* _Your instructions_
Please add -96 to every bounding-box coordinate in the answers of the rows from the line containing "Box each grassy" through the line containing "left=509, top=17, right=832, bottom=143". Reproduce every line of that stretch, leaving all other text unchanged.

* _Excerpted data_
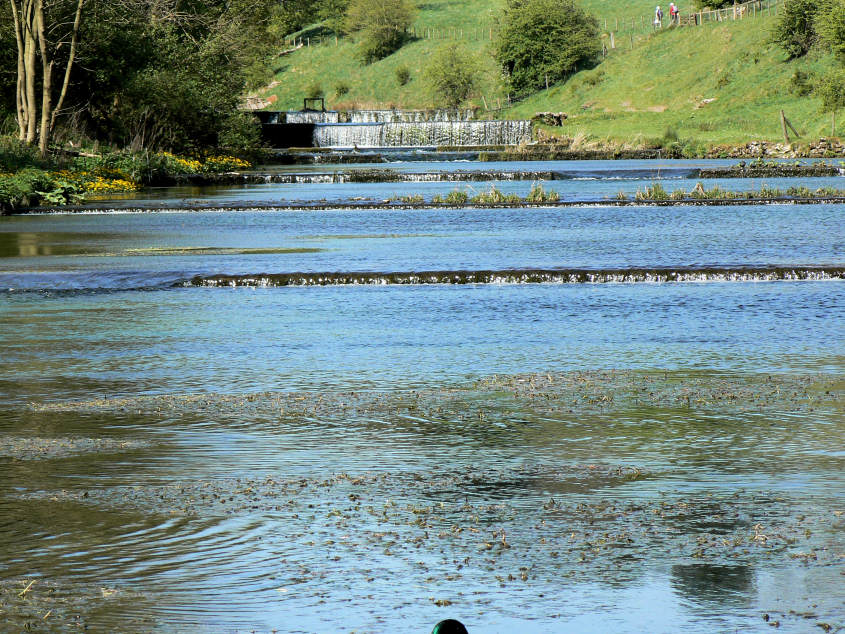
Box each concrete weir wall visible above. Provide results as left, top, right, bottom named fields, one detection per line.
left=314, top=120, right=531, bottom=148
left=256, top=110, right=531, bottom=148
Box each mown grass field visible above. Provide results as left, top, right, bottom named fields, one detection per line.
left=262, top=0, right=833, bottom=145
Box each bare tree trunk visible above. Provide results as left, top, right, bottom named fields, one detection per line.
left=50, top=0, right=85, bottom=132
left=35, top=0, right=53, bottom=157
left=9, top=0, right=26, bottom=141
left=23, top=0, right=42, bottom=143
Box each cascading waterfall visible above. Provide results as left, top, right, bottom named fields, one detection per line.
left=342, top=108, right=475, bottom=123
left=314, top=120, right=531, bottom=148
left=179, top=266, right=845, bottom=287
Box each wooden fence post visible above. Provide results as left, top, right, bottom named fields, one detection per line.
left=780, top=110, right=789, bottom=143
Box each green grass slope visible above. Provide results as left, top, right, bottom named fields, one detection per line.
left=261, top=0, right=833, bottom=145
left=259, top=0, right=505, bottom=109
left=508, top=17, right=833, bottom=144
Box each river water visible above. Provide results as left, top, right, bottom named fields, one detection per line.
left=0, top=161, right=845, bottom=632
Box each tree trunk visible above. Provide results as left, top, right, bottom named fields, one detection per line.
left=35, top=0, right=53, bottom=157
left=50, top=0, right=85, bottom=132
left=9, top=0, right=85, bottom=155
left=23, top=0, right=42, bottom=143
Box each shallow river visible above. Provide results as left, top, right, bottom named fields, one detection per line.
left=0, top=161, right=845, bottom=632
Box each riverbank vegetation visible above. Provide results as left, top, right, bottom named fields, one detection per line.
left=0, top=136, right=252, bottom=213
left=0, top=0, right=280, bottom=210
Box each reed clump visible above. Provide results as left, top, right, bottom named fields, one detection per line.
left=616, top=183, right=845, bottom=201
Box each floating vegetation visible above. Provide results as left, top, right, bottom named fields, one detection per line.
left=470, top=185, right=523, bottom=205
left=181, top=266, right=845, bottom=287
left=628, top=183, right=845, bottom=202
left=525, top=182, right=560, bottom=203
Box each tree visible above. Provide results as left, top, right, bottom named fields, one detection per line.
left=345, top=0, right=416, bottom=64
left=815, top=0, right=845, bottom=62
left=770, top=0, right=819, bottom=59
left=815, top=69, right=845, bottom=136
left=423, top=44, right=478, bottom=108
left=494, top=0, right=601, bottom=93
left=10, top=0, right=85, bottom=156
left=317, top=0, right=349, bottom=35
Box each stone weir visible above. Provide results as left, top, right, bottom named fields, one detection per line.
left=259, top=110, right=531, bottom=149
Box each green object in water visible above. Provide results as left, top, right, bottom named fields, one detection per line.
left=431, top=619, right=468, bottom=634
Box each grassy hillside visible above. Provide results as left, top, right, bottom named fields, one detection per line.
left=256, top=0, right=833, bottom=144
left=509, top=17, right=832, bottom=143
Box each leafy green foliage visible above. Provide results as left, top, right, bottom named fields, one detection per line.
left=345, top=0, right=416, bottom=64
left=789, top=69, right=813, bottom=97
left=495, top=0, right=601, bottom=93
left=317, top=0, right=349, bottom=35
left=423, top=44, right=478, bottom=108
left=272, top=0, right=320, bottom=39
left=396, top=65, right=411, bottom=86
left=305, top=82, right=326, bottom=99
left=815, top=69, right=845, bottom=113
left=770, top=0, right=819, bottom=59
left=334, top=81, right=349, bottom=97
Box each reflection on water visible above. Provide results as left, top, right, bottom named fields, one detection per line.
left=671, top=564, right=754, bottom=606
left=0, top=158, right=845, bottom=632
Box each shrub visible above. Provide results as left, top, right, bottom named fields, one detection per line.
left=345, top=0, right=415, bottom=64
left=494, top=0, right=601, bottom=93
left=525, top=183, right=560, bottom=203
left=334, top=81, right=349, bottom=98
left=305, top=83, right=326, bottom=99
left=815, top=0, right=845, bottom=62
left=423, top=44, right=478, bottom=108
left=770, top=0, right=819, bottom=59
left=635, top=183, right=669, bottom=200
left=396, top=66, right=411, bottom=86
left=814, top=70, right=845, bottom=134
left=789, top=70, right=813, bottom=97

* _Worked solution_
Box each grassy hillside visible above. Provide results as left, top, right, bottom named fields, one detection per line.
left=160, top=-96, right=737, bottom=48
left=413, top=-79, right=736, bottom=47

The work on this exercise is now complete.